Source passage Start Marker

Lungs, Removal of Heart, and Posterior Mediastinum


Atlas References

  • Netter: 212–217

  • McMinn: 182–184, 192–211

  • Gray's Atlas: 72–92, 108–119

Opening the Thoracic Cavity

  • o

    With a scalpel, transect the intercostal muscles, serratus anterior muscle, and a portion of the external abdominal oblique muscle ( Figs. 5.1 and 5.2 ).

    Fig. 5.1, Anterior chest wall with skin, fascia, and pectoralis major and minor reflected, revealing tracing of rib cage for deep dissection of thorax.

    Fig. 5.2, Anterolateral view of chest with tracing for incision to reveal deep chest structures.

  • o

    Make sure that you start your dissection above the emergence of the intercostobrachial nerve (T2) and then descend toward the midaxillary line.

  • o

    With a saw or bone cutter, carefully cut the intercostal musculature from the first intercostal space lateral to the manubrium, then extend these incisions downward, just anterior to the emergence of the anterior cutaneous branches of the intercostal nerves, cutting the ribs and intercostal musculature down to the level of the 10th rib ( Fig. 5.3 ).

    Fig. 5.3, Anterolateral view of thorax with incision to allow for thoracotomy.

  • o

    Divide the manubrium transversely above the sternal angle using a bone saw, cutters, or scalpel ( Fig. 5.4 ).

    Fig. 5.4, Skin, fascia, and pectoral muscles reflected from anterior chest wall to reveal intercostal dissection of intercostal muscles, as well as internal thoracic artery and vein. Bone saw, cutters, or scalpel is used to make the bone incisions.

  • o

    After making the saw cuts, use a scalpel and bone cutters or mallet and chisel to free the anterior thoracic wall ( Fig. 5.5 ).

    Fig. 5.5, Anterolateral view of chest with incision to reveal deep chest structures. Use mallet and chisel to release bone and connective tissue to allow removal of anterior chest wall plate.

  • o

    Once bone and connective tissue have been transected, use blunt scissors to lift the anterior thoracic wall. Try to avoid damage to the underlying lungs ( Fig. 5.6 ).

    Fig. 5.6, Anterolateral view of chest with incision to reveal deep chest structures. Once bone and connective tissue have been transected, use blunt scissors to lift chest plate.

Dissection Tip

Often, in the first and second intercostal spaces, you will be able to place your fingertips underneath the internal surface of the anterior thoracic wall and lift it up ( Fig. 5.7 ).

Fig. 5.7, Anterolateral chest wall can be removed manually.

Source passage End Marker

### Study questions
- 1) Rewrite the thorax dissection text from "After making the" down to "lift chest plate.", swapping "blunt scissors" for "curved forceps".
- 2) Answer these questions from the thorax dissection text:
(a) Which Netter pages does it list?
(b) Down to which rib are the ribs and intercostal musculature cut?
(c) Above what landmark is the manubrium divided transversely?

Information shown Start Marker

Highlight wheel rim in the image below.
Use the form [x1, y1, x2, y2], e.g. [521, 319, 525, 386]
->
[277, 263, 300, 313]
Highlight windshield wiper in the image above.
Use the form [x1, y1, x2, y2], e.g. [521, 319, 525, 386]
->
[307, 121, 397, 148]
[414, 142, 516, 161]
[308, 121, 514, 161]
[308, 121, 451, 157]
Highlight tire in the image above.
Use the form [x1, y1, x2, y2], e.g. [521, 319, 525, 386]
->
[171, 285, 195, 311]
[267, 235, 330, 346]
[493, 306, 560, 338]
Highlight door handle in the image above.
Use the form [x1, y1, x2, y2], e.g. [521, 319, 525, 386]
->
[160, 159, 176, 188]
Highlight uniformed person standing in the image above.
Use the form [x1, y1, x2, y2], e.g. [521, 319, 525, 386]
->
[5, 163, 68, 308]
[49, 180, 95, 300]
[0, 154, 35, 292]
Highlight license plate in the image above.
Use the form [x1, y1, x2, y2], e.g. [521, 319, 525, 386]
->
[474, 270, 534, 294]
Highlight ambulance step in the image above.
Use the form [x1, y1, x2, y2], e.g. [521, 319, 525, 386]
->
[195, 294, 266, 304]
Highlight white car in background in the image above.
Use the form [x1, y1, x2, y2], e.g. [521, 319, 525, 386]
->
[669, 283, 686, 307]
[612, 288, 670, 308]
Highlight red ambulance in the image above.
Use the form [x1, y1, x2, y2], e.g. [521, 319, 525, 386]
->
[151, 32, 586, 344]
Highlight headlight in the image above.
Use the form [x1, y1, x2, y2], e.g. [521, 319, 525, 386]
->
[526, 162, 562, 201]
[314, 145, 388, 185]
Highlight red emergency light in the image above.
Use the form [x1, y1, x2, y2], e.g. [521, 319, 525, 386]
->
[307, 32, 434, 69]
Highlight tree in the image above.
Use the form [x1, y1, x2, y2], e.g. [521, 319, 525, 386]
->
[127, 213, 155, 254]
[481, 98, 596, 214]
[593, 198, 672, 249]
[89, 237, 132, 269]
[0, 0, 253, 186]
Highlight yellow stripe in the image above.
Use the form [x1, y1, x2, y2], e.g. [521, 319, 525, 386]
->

Information shown End Marker

### Set of answers
- 1)
After making the saw cuts, use a scalpel and bone cutters or mallet and chisel to free the anterior thoracic wall ( Fig. 5.5 ).

    Fig. 5.5, Anterolateral view of chest with incision to reveal deep chest structures. Use mallet and chisel to release bone and connective tissue to allow removal of anterior chest wall plate.

  • o

    Once bone and connective tissue have been transected, use curved forceps to lift the anterior thoracic wall. Try to avoid damage to the underlying lungs ( Fig. 5.6 ).

    Fig. 5.6, Anterolateral view of chest with incision to reveal deep chest structures. Once bone and connective tissue have been transected, use curved forceps to lift chest plate.

- 2)
(a) 212–217
(b) The 10th rib
(c) The sternal angle